What to produce:
Could you set down all of the data again, exactly as it stands?

....................

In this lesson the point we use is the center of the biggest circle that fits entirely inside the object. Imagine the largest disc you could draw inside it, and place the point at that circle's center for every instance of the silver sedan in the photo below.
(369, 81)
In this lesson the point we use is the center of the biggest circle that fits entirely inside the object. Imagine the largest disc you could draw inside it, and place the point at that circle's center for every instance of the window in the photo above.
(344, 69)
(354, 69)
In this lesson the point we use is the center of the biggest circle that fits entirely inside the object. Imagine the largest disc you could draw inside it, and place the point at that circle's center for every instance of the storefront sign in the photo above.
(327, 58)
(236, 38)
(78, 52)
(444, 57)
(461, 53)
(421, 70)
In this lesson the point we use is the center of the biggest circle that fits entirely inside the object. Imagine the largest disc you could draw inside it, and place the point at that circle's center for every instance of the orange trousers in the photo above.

....................

Your solution:
In this lesson the point we use is the center of the biggest circle that fits entirely inside the object. Imagine the largest disc you could draw inside it, and place the point at that circle's center for every instance of the silver sedan in the photo below.
(369, 81)
In this lesson the point we use is the center of the biggest circle that fits entirely inside the object. Imagine the largest disc you could draw inside it, and place the point at that circle's center for every instance of the window in the photo above.
(344, 69)
(354, 69)
In this lesson the point we use is the center of the biggest circle that fits entirely inside the object. Imagine the largest disc you could draw inside it, and place the point at that circle's center for every instance of the storefront sign in the photo above.
(327, 58)
(236, 38)
(78, 52)
(444, 57)
(461, 53)
(421, 70)
In this lesson the point we use is the center of the biggest circle that fits entirely inside the object. Imagine the largest disc you could draw inside it, and place the point at that circle's center for every instance of the orange trousers in the photo above.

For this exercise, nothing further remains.